*What you are asked to do:*
Begin at the line holding "rock class. Output a bounding box per detection." and set down exactly each line through the last one below, omitting pictures. Include nothing else.

Images for object localization
========================

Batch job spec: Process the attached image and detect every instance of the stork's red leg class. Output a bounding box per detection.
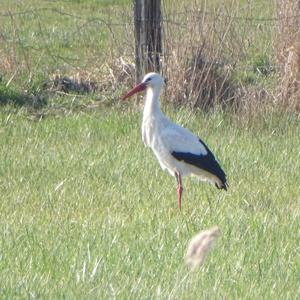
[175,172,183,210]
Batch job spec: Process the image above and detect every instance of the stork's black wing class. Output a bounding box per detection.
[171,138,227,190]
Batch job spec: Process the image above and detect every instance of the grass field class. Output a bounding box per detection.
[0,0,300,299]
[0,107,299,299]
[0,0,277,98]
[0,0,133,96]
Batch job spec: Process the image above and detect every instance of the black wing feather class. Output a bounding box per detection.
[171,138,227,190]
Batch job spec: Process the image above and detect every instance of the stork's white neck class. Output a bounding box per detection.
[143,86,163,118]
[141,84,166,147]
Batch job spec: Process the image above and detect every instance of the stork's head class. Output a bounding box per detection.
[122,72,165,100]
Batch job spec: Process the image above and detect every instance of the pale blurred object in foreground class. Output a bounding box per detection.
[186,226,221,270]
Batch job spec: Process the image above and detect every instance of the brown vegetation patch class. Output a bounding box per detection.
[46,72,97,94]
[44,57,135,96]
[275,1,300,111]
[101,57,135,92]
[280,42,300,110]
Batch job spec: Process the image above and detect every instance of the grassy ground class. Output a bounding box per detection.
[0,0,299,299]
[0,106,299,299]
[0,0,132,93]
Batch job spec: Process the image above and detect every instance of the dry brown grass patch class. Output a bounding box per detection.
[186,226,221,270]
[275,0,300,111]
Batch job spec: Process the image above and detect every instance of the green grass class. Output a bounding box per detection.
[0,107,299,299]
[0,0,133,91]
[0,82,26,106]
[0,1,299,298]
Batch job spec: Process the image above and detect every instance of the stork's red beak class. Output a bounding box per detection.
[122,82,147,100]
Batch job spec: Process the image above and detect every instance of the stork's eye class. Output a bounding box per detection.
[145,77,152,82]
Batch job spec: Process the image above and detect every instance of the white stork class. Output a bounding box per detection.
[122,72,227,210]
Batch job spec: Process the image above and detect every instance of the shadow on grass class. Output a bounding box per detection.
[0,82,47,108]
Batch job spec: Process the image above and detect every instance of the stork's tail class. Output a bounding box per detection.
[215,178,228,191]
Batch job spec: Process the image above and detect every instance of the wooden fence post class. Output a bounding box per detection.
[134,0,162,83]
[134,0,143,83]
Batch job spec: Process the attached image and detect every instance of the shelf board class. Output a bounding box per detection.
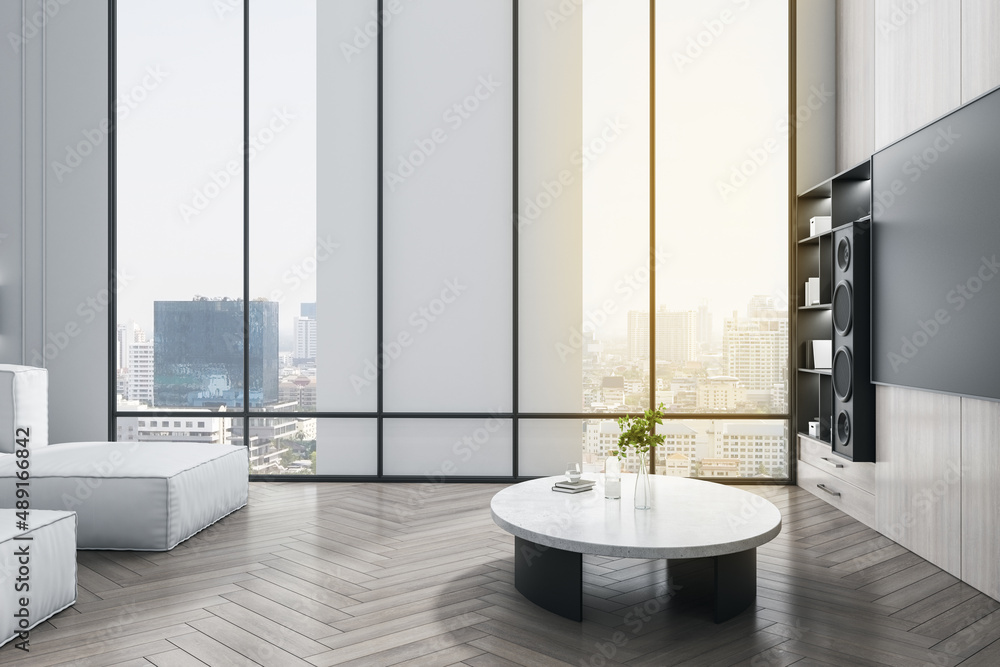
[799,304,831,310]
[796,431,831,446]
[798,368,832,376]
[797,230,833,244]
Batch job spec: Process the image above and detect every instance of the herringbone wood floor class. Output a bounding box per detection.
[3,482,1000,666]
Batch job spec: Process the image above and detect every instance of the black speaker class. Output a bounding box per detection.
[831,223,875,461]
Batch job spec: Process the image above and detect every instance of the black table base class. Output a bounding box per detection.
[512,536,756,624]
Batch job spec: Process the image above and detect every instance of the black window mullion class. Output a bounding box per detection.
[376,0,385,478]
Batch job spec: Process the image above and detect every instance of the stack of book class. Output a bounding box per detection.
[552,478,595,494]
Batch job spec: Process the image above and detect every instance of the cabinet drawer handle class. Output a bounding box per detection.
[817,483,841,497]
[820,457,844,469]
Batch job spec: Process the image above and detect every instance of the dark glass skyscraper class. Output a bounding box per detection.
[154,299,279,409]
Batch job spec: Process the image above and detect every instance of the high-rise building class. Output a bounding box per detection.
[279,376,317,411]
[116,321,154,405]
[626,308,698,363]
[294,316,317,361]
[300,302,317,319]
[723,309,788,393]
[696,376,746,411]
[697,302,713,349]
[127,339,154,405]
[154,298,279,409]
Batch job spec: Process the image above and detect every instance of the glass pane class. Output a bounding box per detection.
[654,1,790,416]
[249,0,319,411]
[517,2,583,413]
[582,0,651,414]
[382,1,513,412]
[383,419,513,477]
[315,0,379,412]
[232,411,314,474]
[519,419,585,477]
[116,0,244,411]
[316,419,377,476]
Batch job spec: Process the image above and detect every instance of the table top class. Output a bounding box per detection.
[490,474,782,559]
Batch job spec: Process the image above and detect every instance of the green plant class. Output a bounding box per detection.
[611,402,667,460]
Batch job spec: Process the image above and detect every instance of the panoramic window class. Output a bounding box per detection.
[113,0,790,480]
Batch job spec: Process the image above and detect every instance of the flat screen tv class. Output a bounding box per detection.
[871,85,1000,400]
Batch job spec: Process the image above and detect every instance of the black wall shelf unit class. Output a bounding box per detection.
[794,161,875,462]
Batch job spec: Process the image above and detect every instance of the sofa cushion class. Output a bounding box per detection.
[0,442,248,550]
[0,510,77,648]
[0,365,48,454]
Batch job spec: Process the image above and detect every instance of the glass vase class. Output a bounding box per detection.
[634,452,651,510]
[604,456,621,499]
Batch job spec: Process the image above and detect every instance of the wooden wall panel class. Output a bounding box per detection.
[836,0,874,172]
[875,385,962,577]
[961,397,1000,600]
[796,0,837,193]
[962,0,1000,102]
[873,0,961,149]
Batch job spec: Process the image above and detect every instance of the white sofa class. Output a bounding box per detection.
[0,365,248,550]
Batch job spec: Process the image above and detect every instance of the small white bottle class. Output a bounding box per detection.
[604,456,622,499]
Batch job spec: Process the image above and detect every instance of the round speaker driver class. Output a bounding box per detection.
[833,281,854,335]
[833,346,854,401]
[838,236,851,271]
[837,410,851,446]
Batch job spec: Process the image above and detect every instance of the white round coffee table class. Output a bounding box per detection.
[490,474,781,622]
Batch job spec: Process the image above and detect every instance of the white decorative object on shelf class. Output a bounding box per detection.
[810,215,831,236]
[812,340,832,369]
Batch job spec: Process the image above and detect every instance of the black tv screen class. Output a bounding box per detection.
[871,86,1000,400]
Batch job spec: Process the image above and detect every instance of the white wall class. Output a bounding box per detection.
[0,0,110,443]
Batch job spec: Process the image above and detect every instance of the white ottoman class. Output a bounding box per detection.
[0,442,248,551]
[0,510,77,648]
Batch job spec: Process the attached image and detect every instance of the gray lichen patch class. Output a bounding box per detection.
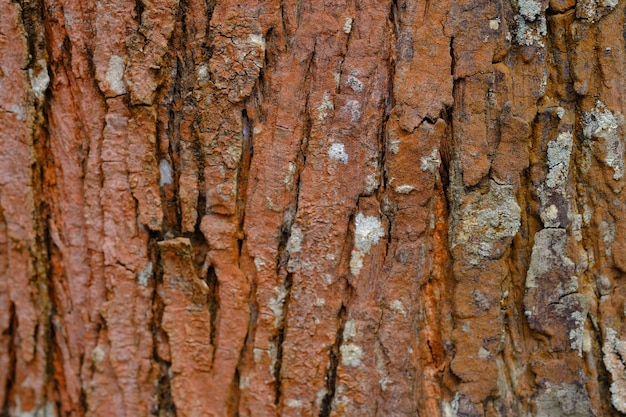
[537,131,580,229]
[451,181,521,265]
[546,132,573,189]
[535,383,595,417]
[603,327,626,413]
[577,0,619,21]
[159,159,173,187]
[582,101,625,181]
[525,229,576,291]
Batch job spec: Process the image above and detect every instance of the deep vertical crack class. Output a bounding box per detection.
[319,304,347,417]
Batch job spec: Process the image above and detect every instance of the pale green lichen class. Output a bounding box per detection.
[518,0,542,21]
[514,14,547,47]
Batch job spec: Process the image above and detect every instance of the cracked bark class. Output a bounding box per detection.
[2,0,626,416]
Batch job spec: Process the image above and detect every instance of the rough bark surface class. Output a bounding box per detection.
[2,0,626,416]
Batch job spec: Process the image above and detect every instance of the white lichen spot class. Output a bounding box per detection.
[420,148,441,173]
[253,126,263,135]
[254,257,266,272]
[442,393,460,417]
[286,226,303,253]
[315,298,325,306]
[12,396,56,417]
[582,101,625,180]
[9,105,25,121]
[137,261,153,286]
[346,72,364,93]
[316,388,328,406]
[318,91,334,121]
[544,205,559,222]
[197,64,209,81]
[345,99,361,121]
[239,376,250,389]
[91,345,105,364]
[388,138,401,154]
[105,55,127,95]
[268,286,288,328]
[253,348,264,363]
[247,34,266,50]
[390,300,406,316]
[343,17,353,34]
[159,159,173,187]
[489,18,501,30]
[395,184,415,194]
[478,347,491,359]
[603,328,626,413]
[343,319,357,341]
[556,107,565,119]
[328,143,349,164]
[546,132,573,188]
[340,343,363,367]
[284,161,296,191]
[365,173,379,193]
[350,213,385,275]
[28,60,49,99]
[286,399,302,408]
[462,322,471,332]
[323,274,334,285]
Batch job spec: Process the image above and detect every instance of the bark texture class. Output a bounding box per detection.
[2,0,626,416]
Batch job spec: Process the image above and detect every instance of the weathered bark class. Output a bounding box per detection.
[1,0,626,415]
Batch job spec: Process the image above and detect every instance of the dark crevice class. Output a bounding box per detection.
[272,272,292,407]
[151,238,176,417]
[449,36,456,78]
[237,109,254,259]
[2,304,17,416]
[206,266,220,356]
[319,304,347,417]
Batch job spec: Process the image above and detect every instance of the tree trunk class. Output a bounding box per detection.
[2,0,626,416]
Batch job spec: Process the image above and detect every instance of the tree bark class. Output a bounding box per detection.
[1,0,626,416]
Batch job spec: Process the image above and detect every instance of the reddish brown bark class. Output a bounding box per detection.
[2,0,626,416]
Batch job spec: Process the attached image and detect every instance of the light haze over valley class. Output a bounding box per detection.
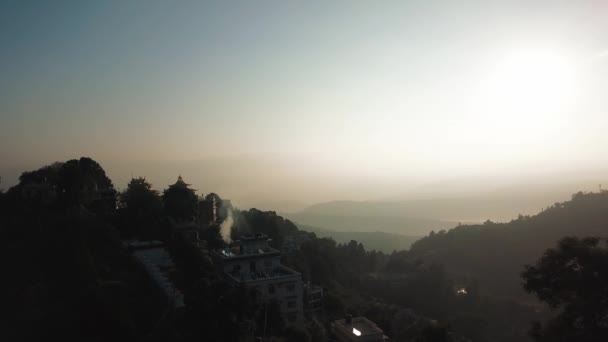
[4,2,608,341]
[2,2,608,232]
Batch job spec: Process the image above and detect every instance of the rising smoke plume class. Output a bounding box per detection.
[220,207,233,243]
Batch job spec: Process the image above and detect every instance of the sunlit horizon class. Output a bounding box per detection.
[2,1,608,211]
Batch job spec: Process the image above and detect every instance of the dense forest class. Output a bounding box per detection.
[1,157,607,341]
[409,191,608,299]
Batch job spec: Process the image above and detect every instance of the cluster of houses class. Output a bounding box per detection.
[15,168,391,340]
[126,231,390,341]
[211,234,308,326]
[123,178,390,341]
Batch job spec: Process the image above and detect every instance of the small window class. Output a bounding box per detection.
[264,260,272,267]
[287,301,296,308]
[268,285,275,294]
[286,283,295,292]
[232,264,241,272]
[250,261,256,272]
[288,314,297,322]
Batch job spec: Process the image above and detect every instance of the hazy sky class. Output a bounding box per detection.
[2,1,608,209]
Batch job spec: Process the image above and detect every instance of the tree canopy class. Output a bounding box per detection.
[522,236,608,342]
[118,177,163,239]
[409,191,608,298]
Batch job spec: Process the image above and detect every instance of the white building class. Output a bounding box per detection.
[211,234,304,326]
[303,282,324,317]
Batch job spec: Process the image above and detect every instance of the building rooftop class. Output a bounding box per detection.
[334,316,390,341]
[212,233,281,259]
[225,264,300,283]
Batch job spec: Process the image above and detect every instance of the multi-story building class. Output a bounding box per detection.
[332,315,391,342]
[211,234,304,326]
[303,282,324,317]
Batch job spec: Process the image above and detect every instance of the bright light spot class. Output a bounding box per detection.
[353,328,362,336]
[487,51,575,109]
[457,288,468,295]
[472,49,580,144]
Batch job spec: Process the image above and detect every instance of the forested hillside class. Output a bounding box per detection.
[409,191,608,298]
[236,210,540,342]
[4,158,607,341]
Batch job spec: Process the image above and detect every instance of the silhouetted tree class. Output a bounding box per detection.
[58,157,115,209]
[4,158,115,216]
[232,208,299,247]
[522,236,608,342]
[119,177,162,239]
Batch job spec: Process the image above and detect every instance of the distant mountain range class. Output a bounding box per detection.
[283,186,582,236]
[289,190,608,301]
[296,224,421,253]
[286,210,452,236]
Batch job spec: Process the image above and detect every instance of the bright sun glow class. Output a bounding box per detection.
[487,51,576,111]
[473,49,579,144]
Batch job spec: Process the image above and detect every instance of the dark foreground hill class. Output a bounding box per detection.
[3,157,604,342]
[408,191,608,299]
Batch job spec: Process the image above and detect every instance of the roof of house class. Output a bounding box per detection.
[334,316,390,340]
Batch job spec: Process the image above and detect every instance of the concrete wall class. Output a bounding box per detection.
[246,274,305,327]
[221,255,281,277]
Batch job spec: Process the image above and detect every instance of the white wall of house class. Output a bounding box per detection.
[222,255,281,276]
[217,254,305,326]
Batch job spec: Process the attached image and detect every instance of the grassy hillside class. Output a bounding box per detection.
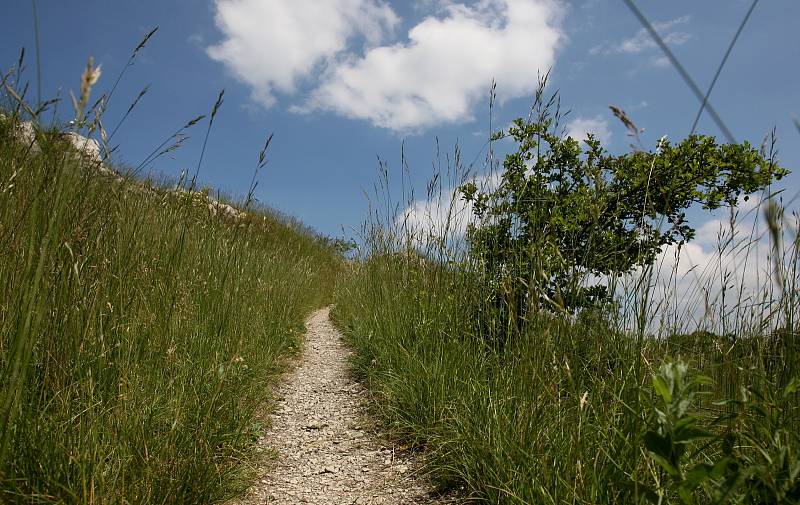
[0,113,341,503]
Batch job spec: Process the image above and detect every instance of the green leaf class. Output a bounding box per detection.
[678,486,695,505]
[711,469,747,505]
[694,374,714,386]
[709,457,734,480]
[783,376,800,398]
[653,375,672,404]
[684,463,713,489]
[674,424,713,444]
[626,481,661,504]
[644,431,679,476]
[675,416,696,430]
[650,452,680,478]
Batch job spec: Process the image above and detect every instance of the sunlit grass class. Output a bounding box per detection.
[0,97,340,502]
[333,142,799,503]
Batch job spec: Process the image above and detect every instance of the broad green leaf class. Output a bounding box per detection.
[653,375,672,403]
[626,481,661,504]
[678,486,695,505]
[674,425,714,444]
[644,431,679,476]
[709,457,733,479]
[675,416,696,430]
[711,469,747,505]
[649,452,680,477]
[685,463,713,489]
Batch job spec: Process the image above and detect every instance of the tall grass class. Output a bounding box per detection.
[334,179,799,504]
[0,78,340,501]
[333,111,799,504]
[334,3,799,499]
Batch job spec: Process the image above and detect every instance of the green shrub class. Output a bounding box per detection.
[460,79,785,321]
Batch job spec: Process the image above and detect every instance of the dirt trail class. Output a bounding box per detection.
[236,307,451,504]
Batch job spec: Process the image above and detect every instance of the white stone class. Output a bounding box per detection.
[2,116,40,153]
[62,132,103,165]
[2,114,252,223]
[207,198,242,219]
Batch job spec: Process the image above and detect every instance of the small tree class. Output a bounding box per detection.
[460,91,787,324]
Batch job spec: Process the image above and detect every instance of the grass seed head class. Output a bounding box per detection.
[72,56,102,125]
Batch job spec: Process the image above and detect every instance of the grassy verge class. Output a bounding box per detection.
[333,133,799,504]
[334,241,799,503]
[334,253,641,503]
[0,112,341,502]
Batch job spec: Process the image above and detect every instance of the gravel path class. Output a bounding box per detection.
[235,307,451,504]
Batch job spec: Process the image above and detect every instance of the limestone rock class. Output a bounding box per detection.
[62,131,103,165]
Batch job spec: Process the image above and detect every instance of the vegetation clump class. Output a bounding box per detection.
[334,83,799,503]
[461,84,785,317]
[0,50,341,502]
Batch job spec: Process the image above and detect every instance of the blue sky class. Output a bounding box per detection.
[2,0,798,245]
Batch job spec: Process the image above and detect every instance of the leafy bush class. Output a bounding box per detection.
[460,84,786,319]
[637,360,800,504]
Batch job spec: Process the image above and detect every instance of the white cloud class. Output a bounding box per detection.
[207,0,564,132]
[565,115,611,145]
[590,15,691,58]
[301,0,565,132]
[207,0,399,107]
[650,55,671,68]
[399,171,502,245]
[635,195,793,333]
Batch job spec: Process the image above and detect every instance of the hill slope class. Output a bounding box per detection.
[0,113,341,503]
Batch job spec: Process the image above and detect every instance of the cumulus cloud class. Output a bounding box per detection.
[207,0,398,107]
[399,171,502,245]
[631,195,795,332]
[207,0,564,131]
[590,15,691,58]
[303,0,565,132]
[565,115,611,145]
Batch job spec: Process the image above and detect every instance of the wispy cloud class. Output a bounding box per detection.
[590,15,691,64]
[565,115,612,145]
[187,33,205,47]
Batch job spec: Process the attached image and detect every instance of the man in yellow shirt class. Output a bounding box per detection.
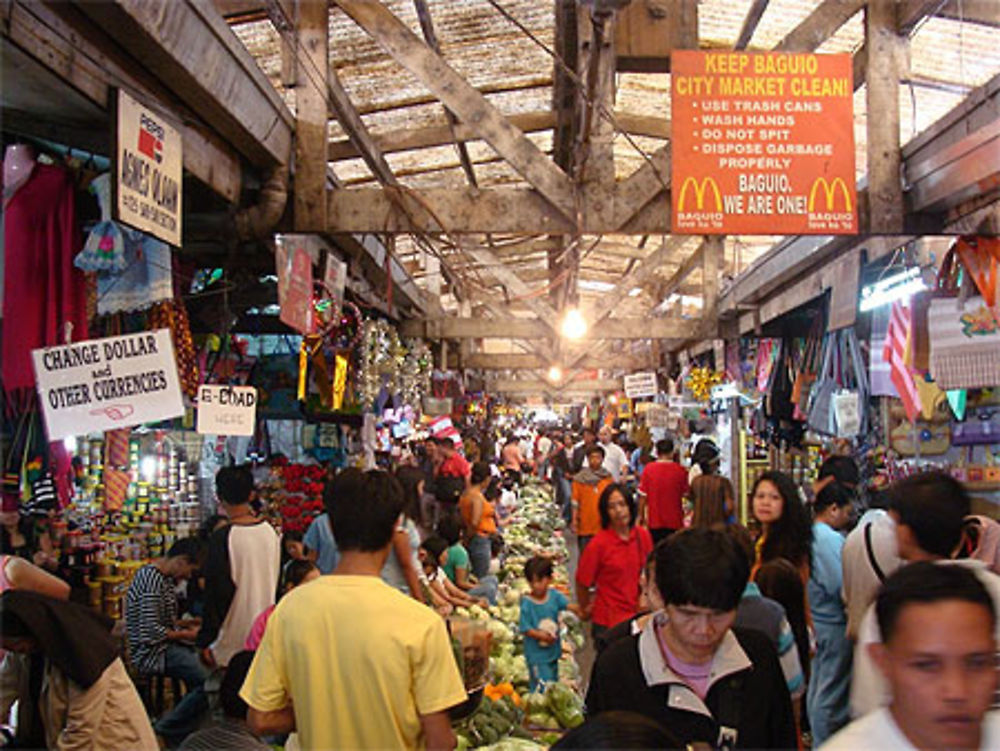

========================

*Answer to the exercise:*
Batch job spec: Process the image above and detect every instance of the limestone rock class. Output a bounding box per detection.
[62,131,103,165]
Batch job spec: Process the image above and detect every instance of the vegetation clump class. Output a bounding box per detection.
[334,83,799,503]
[461,84,785,317]
[0,50,341,502]
Batch job spec: Process the image above and detect every instance of the blue sky class. Output a bounding box per detection.
[2,0,798,245]
Batch job spec: Process the image above and detect every instance of the leafy bush class. Output a bounding box per detection.
[460,84,786,319]
[637,360,800,504]
Batch job spec: Process the image above and detect every instance of the white cloud class. Output a bounding box per detection.
[207,0,564,132]
[565,115,611,145]
[590,15,691,58]
[301,0,565,132]
[207,0,399,107]
[650,55,671,68]
[399,171,502,245]
[635,195,793,333]
Batch job spec: Process the image above and detect every instance of the hill slope class. Output a bounding box per detection.
[0,113,341,503]
Batch job spec: Process the image above and detect every instance of the cumulus cloud class. Output a bounding box per detection.
[207,0,398,107]
[399,171,502,245]
[631,195,795,332]
[207,0,564,131]
[590,15,691,58]
[303,0,565,132]
[565,115,611,145]
Batch job spec: Process the image above and detect every instance of the wispy cloud class. Output a bounding box per detection.
[590,15,691,64]
[565,115,612,145]
[187,33,205,47]
Batch job spec: Process the attached image and detect every instance of the man in yellow shirt class. Output a bounding box per detection.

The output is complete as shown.